BRIEF A — Copy out the rows below, beginning with the line that contains "birthday cake in the frame above." and continuing through the line that contains "274,218 -> 404,304".

SOURCE EXCERPT —
----------------

Archive for the ‘Footwear’ Category

Review of assistance to Australian textiles, clothing & footwear industry

September 22, 2008

The review by the Taskforceinto the textiles, footwear and clothing industry was handed to the Minister by Professor Roy Green in late August.

 

The AFR ran a front page article on the likely thrust of the report. Judging from the word around the Canberra traps, the AFR article is pretty close to what the feds will finally decide. In brief:

 

§          The tariff reduction to 5% will happen (no big deal – tariff assistance can be swamped by currency fluctuations)

§          Programs to be introduced for workforce and management capabilities, R&D support, adoption of new business models, links to global supply chains (aligns with new Enterprise Connect Program)

§          Building competitive advantage through uniqueness, design, innovation, speed to market etc.

§          Emphasis on fashion and design, which was largely missing from the Button TCF Plan (no-brainer – opportunity to leverage off Melbourne’s longstanding capability, and to link with Milan etc.)

§          Prof. Green said ‘we should be giving as much attention to where value is created as to where assembly is situated’ (totally agree – owners of Quiksilver, Rip Curl and Billabong are sipping wine at Jan Juc and the Gold Coast as you read this)

§          Renewed emphasis on value-adding the wool industry (yes – bring the farmers in from the cold).

----------------

DATA IN THIS EXERCISE —
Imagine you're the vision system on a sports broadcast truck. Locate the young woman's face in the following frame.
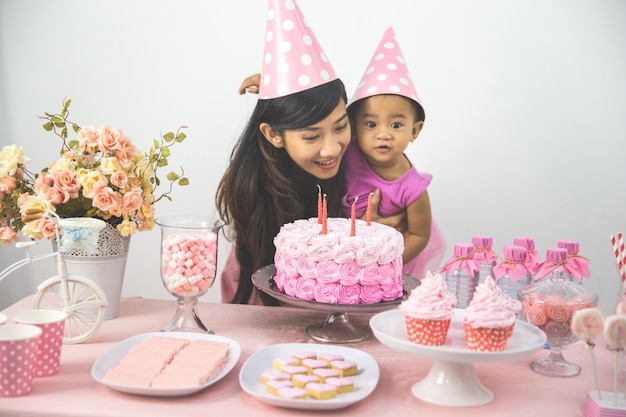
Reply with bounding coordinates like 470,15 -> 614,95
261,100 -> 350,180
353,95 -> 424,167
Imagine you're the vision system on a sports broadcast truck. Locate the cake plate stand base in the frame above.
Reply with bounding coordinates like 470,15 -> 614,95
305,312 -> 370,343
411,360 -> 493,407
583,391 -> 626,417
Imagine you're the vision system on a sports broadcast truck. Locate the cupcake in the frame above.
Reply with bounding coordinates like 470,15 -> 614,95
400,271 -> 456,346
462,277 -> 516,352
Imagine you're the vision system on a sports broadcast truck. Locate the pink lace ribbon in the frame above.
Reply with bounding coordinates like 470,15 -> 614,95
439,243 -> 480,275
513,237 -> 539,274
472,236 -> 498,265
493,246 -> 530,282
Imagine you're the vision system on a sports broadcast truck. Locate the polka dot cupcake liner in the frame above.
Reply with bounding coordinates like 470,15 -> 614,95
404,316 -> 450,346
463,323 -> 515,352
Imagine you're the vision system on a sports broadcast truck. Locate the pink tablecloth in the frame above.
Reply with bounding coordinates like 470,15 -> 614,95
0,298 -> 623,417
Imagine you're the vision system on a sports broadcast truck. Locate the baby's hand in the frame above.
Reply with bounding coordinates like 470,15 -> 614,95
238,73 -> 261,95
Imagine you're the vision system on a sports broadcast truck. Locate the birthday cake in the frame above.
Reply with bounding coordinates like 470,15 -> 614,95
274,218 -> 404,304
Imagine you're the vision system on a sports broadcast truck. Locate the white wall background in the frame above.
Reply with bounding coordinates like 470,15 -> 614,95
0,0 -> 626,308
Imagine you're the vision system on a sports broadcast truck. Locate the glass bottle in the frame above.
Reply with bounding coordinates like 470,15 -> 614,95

----------------

BRIEF B — In the post on the review of assistance to the textiles, clothing and footwear industry, who handed the review to the Minister?

RESPONSE A —
Imagine you're the vision system on a sports broadcast truck. Locate the birthday cake in the frame above.
Reply with bounding coordinates like 470,15 -> 614,95
274,218 -> 404,304

RESPONSE B — Professor Roy Green